• _TASK REQUIREMENTS_: Exact copies of the lines from the line containing "negative clicks: (54, 220)" through the last line of the entries below are the whole answer.

[Stored entries]
■ ■ ■ ■ ■

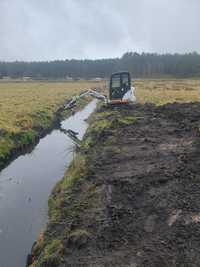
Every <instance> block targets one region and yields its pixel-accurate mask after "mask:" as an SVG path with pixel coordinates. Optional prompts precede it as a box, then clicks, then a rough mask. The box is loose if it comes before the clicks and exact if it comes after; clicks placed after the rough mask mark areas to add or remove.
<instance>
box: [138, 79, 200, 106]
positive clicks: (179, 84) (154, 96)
mask: <svg viewBox="0 0 200 267" xmlns="http://www.w3.org/2000/svg"><path fill="white" fill-rule="evenodd" d="M134 86H135V88H136V98H137V102H139V103H153V104H156V105H163V104H166V103H173V102H195V101H200V80H190V79H185V80H168V79H167V80H162V79H158V80H136V81H135V82H134Z"/></svg>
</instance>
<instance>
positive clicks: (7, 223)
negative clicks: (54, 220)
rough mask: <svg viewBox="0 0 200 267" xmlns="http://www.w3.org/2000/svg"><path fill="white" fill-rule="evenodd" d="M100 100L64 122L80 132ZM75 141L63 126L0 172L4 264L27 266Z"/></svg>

■ ■ ■ ■ ■

• _SOLUTION BELOW_:
negative clicks: (54, 220)
rough mask: <svg viewBox="0 0 200 267" xmlns="http://www.w3.org/2000/svg"><path fill="white" fill-rule="evenodd" d="M100 100L64 122L80 132ZM75 141L63 126L0 172L4 264L27 266Z"/></svg>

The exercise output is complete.